What you need to do
Extract every line in the items below that contains the string "coastline".

Provided records
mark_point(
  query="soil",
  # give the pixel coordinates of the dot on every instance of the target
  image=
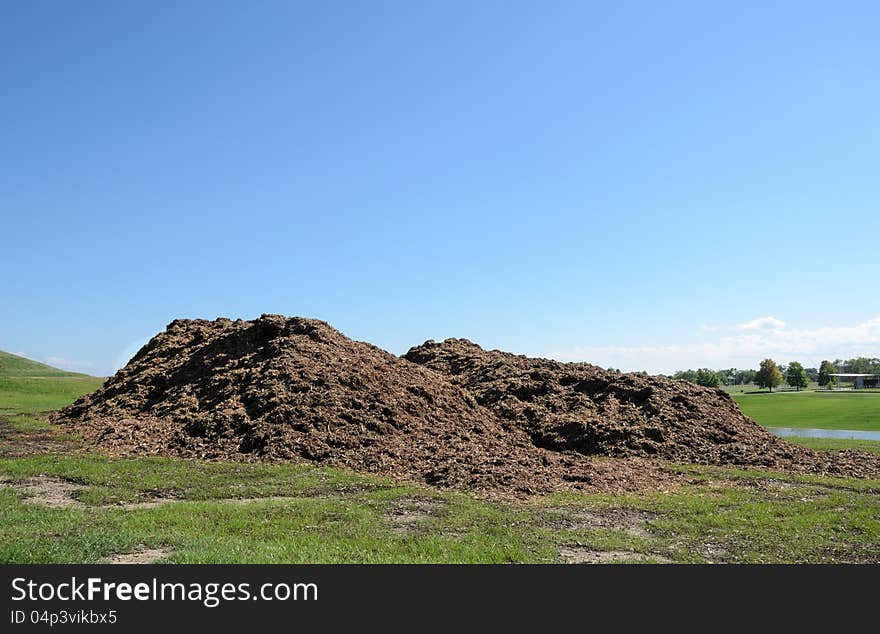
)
(450, 415)
(584, 408)
(295, 389)
(146, 556)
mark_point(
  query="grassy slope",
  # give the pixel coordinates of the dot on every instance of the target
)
(28, 386)
(14, 365)
(824, 410)
(301, 513)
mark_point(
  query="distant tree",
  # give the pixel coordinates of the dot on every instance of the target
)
(744, 377)
(795, 375)
(707, 378)
(769, 374)
(686, 375)
(826, 369)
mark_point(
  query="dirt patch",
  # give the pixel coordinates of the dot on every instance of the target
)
(146, 556)
(449, 415)
(409, 514)
(626, 520)
(585, 555)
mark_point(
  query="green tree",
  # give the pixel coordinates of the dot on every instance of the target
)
(707, 378)
(826, 369)
(768, 375)
(796, 376)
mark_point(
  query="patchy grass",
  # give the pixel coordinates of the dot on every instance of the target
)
(835, 444)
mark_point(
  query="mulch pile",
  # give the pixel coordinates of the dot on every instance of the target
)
(447, 414)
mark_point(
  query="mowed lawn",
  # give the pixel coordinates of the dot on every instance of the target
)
(807, 409)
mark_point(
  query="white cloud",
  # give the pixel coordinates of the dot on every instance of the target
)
(68, 364)
(762, 323)
(745, 348)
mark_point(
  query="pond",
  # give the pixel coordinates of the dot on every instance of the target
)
(849, 434)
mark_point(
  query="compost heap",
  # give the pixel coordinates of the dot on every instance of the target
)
(447, 414)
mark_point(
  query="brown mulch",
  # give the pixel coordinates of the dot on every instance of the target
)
(449, 415)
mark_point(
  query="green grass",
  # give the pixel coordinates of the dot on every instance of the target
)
(835, 444)
(35, 394)
(260, 513)
(14, 365)
(28, 386)
(822, 410)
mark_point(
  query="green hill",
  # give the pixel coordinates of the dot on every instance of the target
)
(27, 386)
(14, 365)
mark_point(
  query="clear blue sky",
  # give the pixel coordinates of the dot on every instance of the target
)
(564, 178)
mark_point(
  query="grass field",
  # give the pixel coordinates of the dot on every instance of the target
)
(59, 503)
(823, 410)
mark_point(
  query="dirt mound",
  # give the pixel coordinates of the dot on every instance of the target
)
(293, 388)
(584, 408)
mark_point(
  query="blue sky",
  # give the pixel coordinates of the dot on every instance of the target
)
(628, 183)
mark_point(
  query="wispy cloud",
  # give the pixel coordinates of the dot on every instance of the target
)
(762, 323)
(742, 346)
(68, 364)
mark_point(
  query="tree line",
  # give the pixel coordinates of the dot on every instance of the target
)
(770, 374)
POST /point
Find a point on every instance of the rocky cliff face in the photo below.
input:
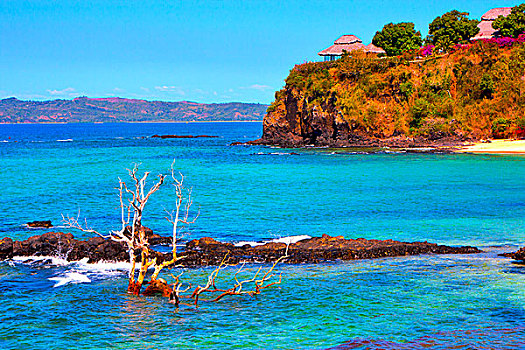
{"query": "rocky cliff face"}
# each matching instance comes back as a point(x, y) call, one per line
point(473, 93)
point(298, 123)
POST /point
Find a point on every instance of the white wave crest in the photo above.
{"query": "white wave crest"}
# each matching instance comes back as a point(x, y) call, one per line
point(285, 240)
point(70, 277)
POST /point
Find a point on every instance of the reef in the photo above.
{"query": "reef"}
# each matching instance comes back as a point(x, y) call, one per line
point(519, 255)
point(210, 252)
point(40, 224)
point(183, 136)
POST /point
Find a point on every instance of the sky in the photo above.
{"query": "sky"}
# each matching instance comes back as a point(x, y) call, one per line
point(203, 51)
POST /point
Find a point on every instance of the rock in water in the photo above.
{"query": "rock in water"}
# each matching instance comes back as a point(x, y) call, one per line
point(208, 251)
point(40, 224)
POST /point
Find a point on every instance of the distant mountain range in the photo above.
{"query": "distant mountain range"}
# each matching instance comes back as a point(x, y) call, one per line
point(115, 109)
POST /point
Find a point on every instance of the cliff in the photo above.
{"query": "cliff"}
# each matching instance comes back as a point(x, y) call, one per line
point(115, 109)
point(476, 92)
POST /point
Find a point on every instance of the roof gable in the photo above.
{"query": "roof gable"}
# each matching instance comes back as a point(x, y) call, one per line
point(491, 15)
point(348, 39)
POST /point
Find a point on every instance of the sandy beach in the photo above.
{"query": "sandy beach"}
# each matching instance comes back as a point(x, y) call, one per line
point(495, 147)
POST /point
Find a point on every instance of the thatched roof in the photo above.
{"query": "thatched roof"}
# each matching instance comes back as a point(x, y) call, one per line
point(491, 15)
point(486, 31)
point(348, 39)
point(374, 49)
point(349, 43)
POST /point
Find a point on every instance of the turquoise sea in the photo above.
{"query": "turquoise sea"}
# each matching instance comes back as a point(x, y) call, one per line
point(260, 193)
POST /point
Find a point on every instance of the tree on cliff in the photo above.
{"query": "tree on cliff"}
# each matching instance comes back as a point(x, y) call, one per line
point(452, 28)
point(398, 38)
point(513, 25)
point(133, 199)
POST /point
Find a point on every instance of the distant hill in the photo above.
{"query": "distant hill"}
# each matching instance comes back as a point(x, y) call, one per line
point(114, 109)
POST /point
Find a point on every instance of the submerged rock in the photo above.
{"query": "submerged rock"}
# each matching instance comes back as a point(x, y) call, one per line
point(208, 251)
point(182, 136)
point(519, 255)
point(40, 224)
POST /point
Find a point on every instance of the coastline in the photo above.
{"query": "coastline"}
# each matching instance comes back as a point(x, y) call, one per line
point(494, 147)
point(142, 122)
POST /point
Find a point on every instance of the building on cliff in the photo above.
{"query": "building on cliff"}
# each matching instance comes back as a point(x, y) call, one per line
point(486, 31)
point(348, 43)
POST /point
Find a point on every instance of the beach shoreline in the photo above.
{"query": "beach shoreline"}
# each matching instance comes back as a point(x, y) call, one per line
point(504, 146)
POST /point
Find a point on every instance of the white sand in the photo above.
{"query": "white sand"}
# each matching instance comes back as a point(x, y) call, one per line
point(495, 146)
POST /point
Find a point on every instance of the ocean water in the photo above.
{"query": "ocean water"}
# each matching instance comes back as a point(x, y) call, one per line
point(256, 194)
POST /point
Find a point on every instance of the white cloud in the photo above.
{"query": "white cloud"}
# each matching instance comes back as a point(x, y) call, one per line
point(67, 92)
point(172, 89)
point(258, 87)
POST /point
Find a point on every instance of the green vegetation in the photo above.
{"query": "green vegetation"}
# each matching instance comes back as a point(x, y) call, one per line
point(513, 25)
point(452, 28)
point(476, 91)
point(397, 38)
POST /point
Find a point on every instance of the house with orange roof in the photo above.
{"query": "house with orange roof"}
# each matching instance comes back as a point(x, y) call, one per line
point(486, 31)
point(348, 43)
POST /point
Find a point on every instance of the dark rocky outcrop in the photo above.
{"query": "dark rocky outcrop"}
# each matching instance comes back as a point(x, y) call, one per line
point(182, 136)
point(519, 255)
point(208, 251)
point(40, 224)
point(300, 124)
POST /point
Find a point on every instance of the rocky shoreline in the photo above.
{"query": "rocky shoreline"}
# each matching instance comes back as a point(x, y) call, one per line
point(209, 252)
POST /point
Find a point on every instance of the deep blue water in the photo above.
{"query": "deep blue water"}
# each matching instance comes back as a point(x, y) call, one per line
point(260, 193)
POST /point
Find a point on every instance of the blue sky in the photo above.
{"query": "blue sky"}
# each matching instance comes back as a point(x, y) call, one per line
point(203, 51)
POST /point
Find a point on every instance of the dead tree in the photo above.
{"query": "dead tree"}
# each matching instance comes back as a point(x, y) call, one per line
point(132, 203)
point(133, 200)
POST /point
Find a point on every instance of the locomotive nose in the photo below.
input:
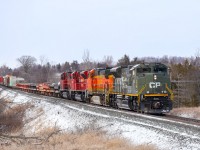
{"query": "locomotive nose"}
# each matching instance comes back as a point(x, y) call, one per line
point(156, 105)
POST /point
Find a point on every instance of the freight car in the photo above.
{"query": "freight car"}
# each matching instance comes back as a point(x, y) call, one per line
point(142, 87)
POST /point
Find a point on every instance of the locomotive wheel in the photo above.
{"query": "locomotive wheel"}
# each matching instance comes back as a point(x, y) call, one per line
point(73, 96)
point(83, 97)
point(68, 96)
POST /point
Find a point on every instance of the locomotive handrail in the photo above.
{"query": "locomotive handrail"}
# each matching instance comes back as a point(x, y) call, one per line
point(170, 91)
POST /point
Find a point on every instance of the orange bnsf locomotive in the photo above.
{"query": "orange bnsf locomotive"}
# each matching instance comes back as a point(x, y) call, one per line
point(143, 87)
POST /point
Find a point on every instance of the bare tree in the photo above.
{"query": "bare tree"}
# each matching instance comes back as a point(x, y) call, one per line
point(124, 61)
point(86, 64)
point(27, 62)
point(108, 60)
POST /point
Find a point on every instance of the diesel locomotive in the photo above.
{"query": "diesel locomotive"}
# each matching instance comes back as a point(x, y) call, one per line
point(143, 87)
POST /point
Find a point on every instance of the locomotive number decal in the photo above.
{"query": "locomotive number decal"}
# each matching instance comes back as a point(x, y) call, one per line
point(154, 85)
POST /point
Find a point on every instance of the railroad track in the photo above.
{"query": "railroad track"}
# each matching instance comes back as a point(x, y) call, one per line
point(54, 100)
point(183, 119)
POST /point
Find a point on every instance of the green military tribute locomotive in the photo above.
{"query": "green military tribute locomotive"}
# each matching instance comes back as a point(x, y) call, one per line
point(143, 87)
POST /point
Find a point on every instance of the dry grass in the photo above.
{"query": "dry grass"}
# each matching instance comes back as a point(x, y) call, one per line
point(193, 112)
point(11, 117)
point(89, 140)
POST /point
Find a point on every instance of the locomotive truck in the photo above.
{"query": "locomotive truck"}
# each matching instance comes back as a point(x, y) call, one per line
point(143, 87)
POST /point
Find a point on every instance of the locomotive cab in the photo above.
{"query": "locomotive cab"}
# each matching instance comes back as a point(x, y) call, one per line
point(152, 82)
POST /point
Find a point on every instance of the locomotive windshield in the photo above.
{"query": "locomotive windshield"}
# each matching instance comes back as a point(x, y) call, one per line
point(143, 70)
point(160, 69)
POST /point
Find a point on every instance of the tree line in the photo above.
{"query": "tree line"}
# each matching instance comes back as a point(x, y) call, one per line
point(184, 72)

Response to the task
Find a point on every instance of the coastline in the photo above.
{"query": "coastline"}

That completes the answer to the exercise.